PROBLEM: Your response should consist of the records, reproduced exactly.

Referring expression data:
══════════════════════════════

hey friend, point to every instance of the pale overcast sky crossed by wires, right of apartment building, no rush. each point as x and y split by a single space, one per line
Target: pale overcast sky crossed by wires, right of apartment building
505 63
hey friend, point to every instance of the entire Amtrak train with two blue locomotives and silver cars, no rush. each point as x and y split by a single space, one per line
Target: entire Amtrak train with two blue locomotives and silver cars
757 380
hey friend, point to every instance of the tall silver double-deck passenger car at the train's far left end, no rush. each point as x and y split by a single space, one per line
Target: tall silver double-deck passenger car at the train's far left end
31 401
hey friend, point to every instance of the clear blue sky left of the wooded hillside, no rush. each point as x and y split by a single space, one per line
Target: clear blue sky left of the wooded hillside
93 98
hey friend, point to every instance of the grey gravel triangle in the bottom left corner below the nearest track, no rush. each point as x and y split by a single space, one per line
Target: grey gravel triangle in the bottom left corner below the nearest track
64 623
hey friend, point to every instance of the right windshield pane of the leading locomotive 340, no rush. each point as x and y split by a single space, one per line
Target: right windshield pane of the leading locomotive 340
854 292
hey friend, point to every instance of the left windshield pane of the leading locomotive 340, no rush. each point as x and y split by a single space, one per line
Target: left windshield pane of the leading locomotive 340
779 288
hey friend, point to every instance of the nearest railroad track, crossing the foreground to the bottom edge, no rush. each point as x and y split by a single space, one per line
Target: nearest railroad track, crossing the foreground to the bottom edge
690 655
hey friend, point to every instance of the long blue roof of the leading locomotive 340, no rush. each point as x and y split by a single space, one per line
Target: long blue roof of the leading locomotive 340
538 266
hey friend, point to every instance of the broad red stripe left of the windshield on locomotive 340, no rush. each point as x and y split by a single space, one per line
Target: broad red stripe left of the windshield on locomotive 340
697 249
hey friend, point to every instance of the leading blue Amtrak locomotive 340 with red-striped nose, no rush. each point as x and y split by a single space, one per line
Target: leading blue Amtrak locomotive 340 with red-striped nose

══════════════════════════════

OUTPUT FOR THIS TASK:
hey friend, point to every instance of the pale overcast sky crossed by wires, right of apartment building, no rush. each point as x and y split by a single space, one per line
Target: pale overcast sky crossed by wires, right of apartment building
505 63
hey friend, point to every instance of the entire Amtrak train with two blue locomotives and silver cars, no rush. each point as x and y split by a single space, one per line
Target: entire Amtrak train with two blue locomotives and silver cars
757 380
hey friend, point to every instance of the tall silver double-deck passenger car at the train's far left end, no rush. each point as x and y split by a single space, one per line
Target: tall silver double-deck passenger car at the train's far left end
31 401
hey friend, point to every instance of the clear blue sky left of the wooded hillside, no rush. each point as x and y split by a single space, one per line
Target: clear blue sky left of the wooded hillside
93 98
hey friend, point to every instance of the grey gravel triangle in the bottom left corner below the nearest track, no rush. each point as x and y split by a single space, one per line
Target: grey gravel triangle in the bottom left corner below the nearest track
64 623
hey friend, point to every instance of the right windshield pane of the leading locomotive 340, no rush. each point as x and y split by a single space, one per line
Target: right windshield pane of the leading locomotive 340
854 292
hey friend, point to every instance of the left windshield pane of the leading locomotive 340, no rush. each point as x and y split by a single space, one per line
Target: left windshield pane of the leading locomotive 340
779 288
hey friend, point to every instance of the nearest railroad track, crossing the foreground to the bottom edge, no rush. each point as x and y split by a single space, one per line
Target: nearest railroad track, crossing the foreground to the bottom edge
690 655
hey friend, point to every instance of the long blue roof of the leading locomotive 340, no rush. each point as x and y split by a single space, one per line
Target: long blue roof of the leading locomotive 340
538 266
hey friend, point to every instance of the broad red stripe left of the windshield on locomotive 340, no rush. each point as x and y split by a single space, one per line
Target: broad red stripe left of the windshield on locomotive 340
697 249
hey friend, point to every instance of the leading blue Amtrak locomotive 340 with red-striped nose, no rush. each point as x and y split by a single space, one per line
Target: leading blue Amtrak locomotive 340 with red-striped nose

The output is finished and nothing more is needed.